** Opening AVAILABLE RECORDS block **

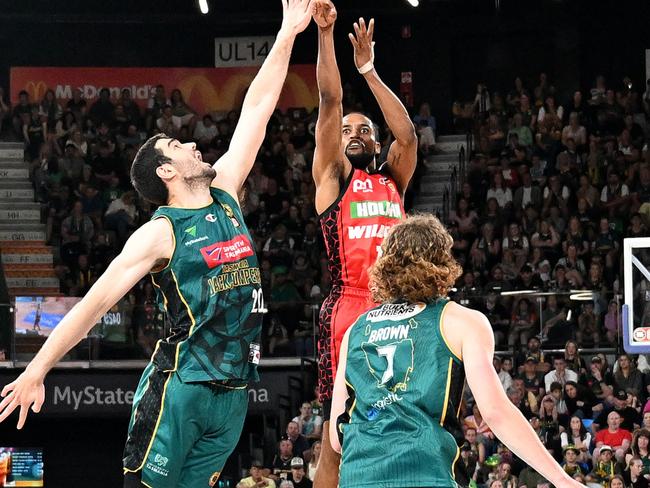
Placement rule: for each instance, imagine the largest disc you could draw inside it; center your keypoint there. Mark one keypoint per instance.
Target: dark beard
(202, 179)
(360, 161)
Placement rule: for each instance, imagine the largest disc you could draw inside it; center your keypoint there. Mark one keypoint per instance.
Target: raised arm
(260, 101)
(402, 155)
(150, 244)
(504, 419)
(329, 163)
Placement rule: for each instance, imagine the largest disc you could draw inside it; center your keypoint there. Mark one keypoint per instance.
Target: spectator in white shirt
(205, 130)
(559, 373)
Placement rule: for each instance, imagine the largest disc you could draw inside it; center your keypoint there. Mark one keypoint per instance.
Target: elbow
(410, 137)
(331, 98)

** Closing AVAILABLE RECORDS block **

[REQUIRED ACTION] In the records above, copy exactly the lines from the one that contains "Target: dark beard" through the last, and nothing else.

[SOLUTION]
Target: dark beard
(202, 179)
(360, 161)
Placement rule: for each instance, imagine the largest disc you could draw inside it; center your keypoint there. Mark one keypoint per instance.
Target: raised arm
(260, 101)
(402, 155)
(150, 244)
(504, 419)
(329, 163)
Placement rule: for each instance, imagine the largest disc you could draw inside it; center your keypoint there. Mark one keypoint per instance.
Target: spectator in white shirt
(205, 130)
(559, 373)
Placement rule: for each instance, imagine the largest disc you could draw inside it; center your keypoint there. Mark one keypoint per instance.
Target: elbow
(410, 137)
(331, 98)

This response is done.